Extracted text:
******************************
It does not, however, dismiss the prospects of a negotiated transfer of power. It asserts, in fact, that "there is no conflict between this insurrectionary perspective and the possibility of a negotiated transfer of power" and that "armed struggle cannot be counterposed with dialogue, negotiations and justifiable compromise, as if they were mutually exclusive categories."
Negotiations, therefore, are only another terrain of struggle. The struggle on other fronts must continue and intensify.
How does the changed situation affect our perspective? At first glance the dilemma seems to be explained away by the fact that we see no conflict between struggle and negotiations.
The Harare Declaration states quite clearly that our armed struggle will stay in place until the election of a Constituent Assembly. We have said that when the obstacles are removed in the way of negotiations, we are willing to enter with a mutually binding ceasefire. But the situation is more complex than that. The regime has been trying to force us to abandon armed struggle and renounce "violence". We have steadfastly refused to do so. But much as we have listed preconditions before real negotiations can begin, on the regime's agenda has been the attempt to cite "violence" and armed struggle as "rhetoric" about those as obstacles to negotiations. This is an attempt by the regime to compel us to bargain away armed struggle in exchange for the regime clearing away the remaining obstacles in the way of our participation in formal negotiations.
In this endeavour, the regime is not alone. For different reasons, his friends and some of ours also see the need for us giving up some of our methods in what they see as a necessary quid pro quo to establish trust and help ease the right wing pressure on De Klerk.
What, therefore, if anything, can we give, and what do we not? Firstly, De Klerk has gone too far in such a short period. that it no longer makes sense for him to hedge on the remaining preconditions. As soon as he moves on this in the spirit of the Groote Schuur Minute then we should be ready to enter into dialogue to bring about a mutually binding ceasefire.
The onus is really on the regime to deliver. We have no power. We seek the power. But this does not mean that we cannot be tactically flexible and offer, say a moratorium on armed activity.
I am not advocating this, be assured. I am only saying that if we were to consider gestures to the regime or were put in a situation where it was felt that it would be appropriate to give something. This moratorium would be different from a unilateral ceasefire.
We could do this in, say, after the release of political prisoners and return of exiles and the lifting of the State of Emergency. And this would also be for a stipulated, brief period during which, hopefully, a mutually binding truce will be arrived at. But we can never agree to a unilateral ceasefire.
Even during the mutually binding ceasefire, our armed struggle would stay in place i.e. we would still maintain our camps, our fighters, our equipment and training facilities, the bulk of which are outside the borders of our country.
******************************
Data section:
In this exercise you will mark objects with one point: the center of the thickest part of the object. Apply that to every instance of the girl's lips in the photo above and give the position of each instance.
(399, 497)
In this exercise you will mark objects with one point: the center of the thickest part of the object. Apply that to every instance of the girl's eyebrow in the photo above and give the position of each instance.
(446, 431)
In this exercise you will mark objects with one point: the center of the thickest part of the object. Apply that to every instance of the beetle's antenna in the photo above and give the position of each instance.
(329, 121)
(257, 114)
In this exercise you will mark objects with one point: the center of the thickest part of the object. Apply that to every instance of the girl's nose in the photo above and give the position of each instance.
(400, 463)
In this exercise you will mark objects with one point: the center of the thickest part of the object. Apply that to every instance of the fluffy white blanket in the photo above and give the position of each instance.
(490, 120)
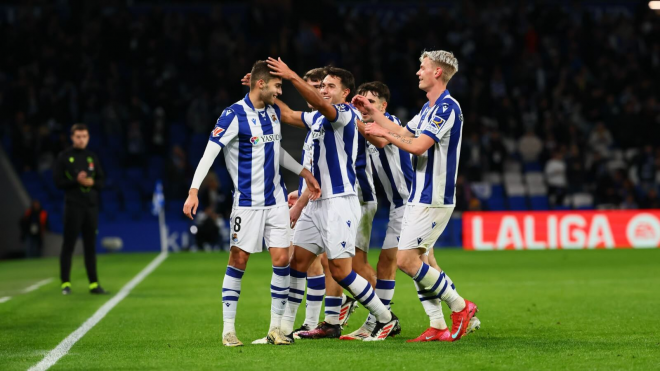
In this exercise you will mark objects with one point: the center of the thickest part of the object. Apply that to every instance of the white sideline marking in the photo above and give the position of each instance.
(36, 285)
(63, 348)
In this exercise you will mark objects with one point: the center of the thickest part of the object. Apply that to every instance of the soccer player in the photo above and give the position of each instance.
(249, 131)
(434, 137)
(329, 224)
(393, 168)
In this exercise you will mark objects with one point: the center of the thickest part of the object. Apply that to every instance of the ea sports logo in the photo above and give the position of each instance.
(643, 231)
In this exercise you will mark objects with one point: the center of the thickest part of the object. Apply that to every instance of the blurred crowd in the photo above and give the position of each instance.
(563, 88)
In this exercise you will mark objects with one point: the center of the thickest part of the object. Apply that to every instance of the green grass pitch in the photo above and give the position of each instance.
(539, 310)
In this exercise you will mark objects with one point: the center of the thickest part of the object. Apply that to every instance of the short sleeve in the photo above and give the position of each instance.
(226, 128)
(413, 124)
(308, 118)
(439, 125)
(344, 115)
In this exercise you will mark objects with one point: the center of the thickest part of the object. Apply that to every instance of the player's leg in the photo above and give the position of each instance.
******************************
To-do list:
1) According to the text on armed struggle and negotiations, why do some friends of the regime and of the writer's side want that side to give up some of its methods? Answer in one to three sentences.
2) What is the Spanish translation of this sentence from the text on armed struggle and negotiations: "Negotiations, therefore, are only another terrain of struggle."?
Rely only on the text about armed struggle and negotiations.

Exercise solutions:
1) They see it as a necessary quid pro quo to establish trust and help ease the right wing pressure on De Klerk.

2) Las negociaciones, por lo tanto, son solo otro terreno de lucha.